━━━ Data to examine ━━━
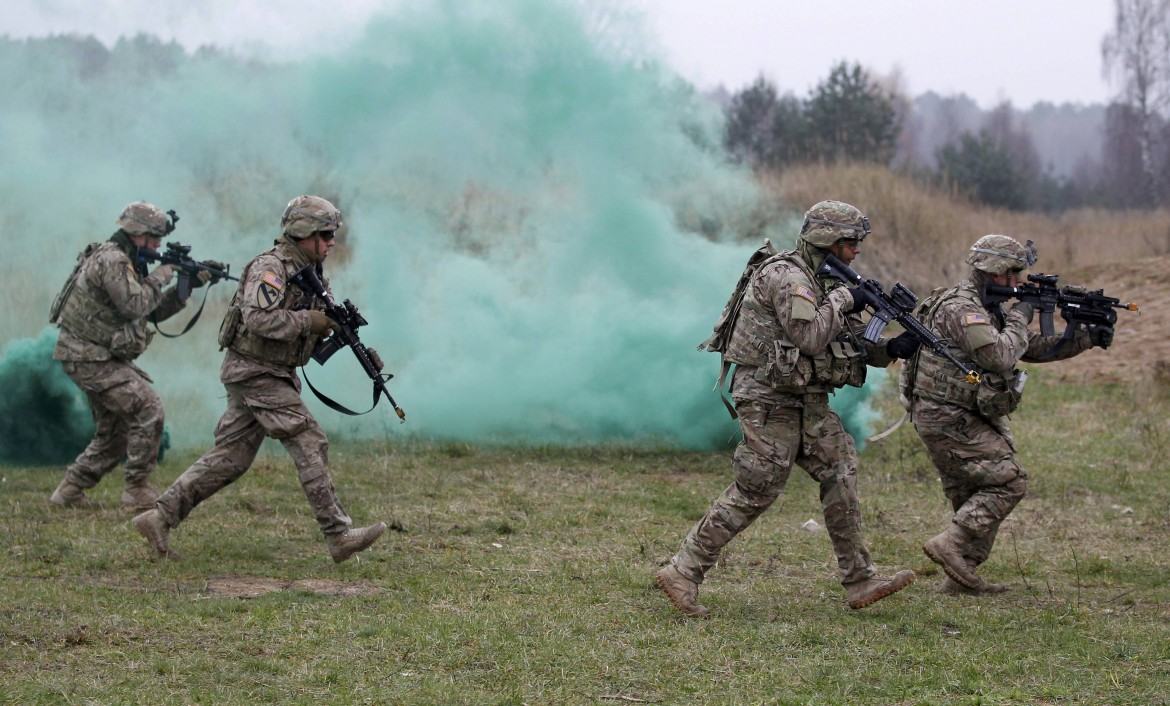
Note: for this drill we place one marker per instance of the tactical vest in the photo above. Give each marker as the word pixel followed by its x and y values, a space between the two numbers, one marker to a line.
pixel 85 310
pixel 934 377
pixel 758 340
pixel 234 334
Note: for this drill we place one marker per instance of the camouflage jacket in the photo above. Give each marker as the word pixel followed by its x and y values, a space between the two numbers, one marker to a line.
pixel 266 328
pixel 105 313
pixel 992 338
pixel 793 336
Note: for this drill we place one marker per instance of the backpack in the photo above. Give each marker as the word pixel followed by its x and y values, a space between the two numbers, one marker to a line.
pixel 717 342
pixel 63 295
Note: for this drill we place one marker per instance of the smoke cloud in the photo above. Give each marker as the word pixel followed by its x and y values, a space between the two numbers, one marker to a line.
pixel 541 226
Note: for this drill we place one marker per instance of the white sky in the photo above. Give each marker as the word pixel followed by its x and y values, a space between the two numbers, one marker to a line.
pixel 1023 50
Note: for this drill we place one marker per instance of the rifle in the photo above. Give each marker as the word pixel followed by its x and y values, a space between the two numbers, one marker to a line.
pixel 896 306
pixel 1078 304
pixel 178 255
pixel 349 320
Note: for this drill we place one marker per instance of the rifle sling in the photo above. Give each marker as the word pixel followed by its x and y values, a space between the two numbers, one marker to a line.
pixel 190 323
pixel 336 405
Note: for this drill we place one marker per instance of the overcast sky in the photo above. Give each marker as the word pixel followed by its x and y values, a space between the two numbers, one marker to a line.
pixel 1021 50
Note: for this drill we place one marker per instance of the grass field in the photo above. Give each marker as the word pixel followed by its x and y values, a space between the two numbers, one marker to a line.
pixel 525 576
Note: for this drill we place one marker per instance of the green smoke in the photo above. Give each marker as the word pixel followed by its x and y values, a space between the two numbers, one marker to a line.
pixel 45 417
pixel 542 227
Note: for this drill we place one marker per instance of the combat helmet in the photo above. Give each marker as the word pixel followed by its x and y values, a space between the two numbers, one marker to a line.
pixel 140 218
pixel 828 221
pixel 997 254
pixel 308 214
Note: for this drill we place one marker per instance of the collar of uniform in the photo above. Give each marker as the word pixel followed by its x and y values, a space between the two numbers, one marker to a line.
pixel 289 247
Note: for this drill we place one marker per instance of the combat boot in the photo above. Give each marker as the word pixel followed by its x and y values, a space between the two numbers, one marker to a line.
pixel 682 591
pixel 945 550
pixel 875 588
pixel 151 526
pixel 351 541
pixel 138 497
pixel 69 495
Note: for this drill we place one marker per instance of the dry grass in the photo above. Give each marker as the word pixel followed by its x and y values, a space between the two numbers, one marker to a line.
pixel 921 234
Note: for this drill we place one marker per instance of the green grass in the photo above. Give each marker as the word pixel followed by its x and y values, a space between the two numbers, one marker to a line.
pixel 525 576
━━━
**What you need to do:** The lines from the one containing "of the grass" through the last line of the records are the answer; set them down exactly and add nothing.

**Output of the task:**
Note: for this drill we place one marker per instance of the grass field in the photo above. Give each marker as the word pixel followed by its x and y values, a space between the two numbers, one marker to a line.
pixel 525 576
Note: for this drill we place one marker per instance of the green smoke in the photo above. Give each marker as the word pixel followed by its x and y values, a space between the two numbers, one marker to a line.
pixel 45 417
pixel 542 227
Note: for this drill we place one marker per instance of the combat helmet in the photo above. Give each marker as the word pixel followed by its x and y values, a space between the two numbers, one marker to a line.
pixel 140 218
pixel 828 221
pixel 997 254
pixel 308 214
Note: for this drill we place one marker per instance of the collar of uniform in the photo above. Give each marker as the word pixel followed by its x and y values, a space between the two numbers, one marker to a line.
pixel 289 247
Note: for this drill we place one marker per instance of the combat boot in the photo above. Give each marker as the word pixel followed by its x and y values, a space between the two numbers, one marker to a line.
pixel 682 591
pixel 945 550
pixel 875 588
pixel 151 526
pixel 351 541
pixel 138 497
pixel 69 495
Note: for this drill we place one marker per instance of the dry grass in the photo above. Give each marker as the word pixel followed by its x and y values, a space between the two numbers, one marker to a line.
pixel 921 234
Note: for this drill we place one marker per instance of the green grass in the photo above. Give each marker as the word pixel followed by its x and y values, a space between the two numbers, one marker to a line.
pixel 525 576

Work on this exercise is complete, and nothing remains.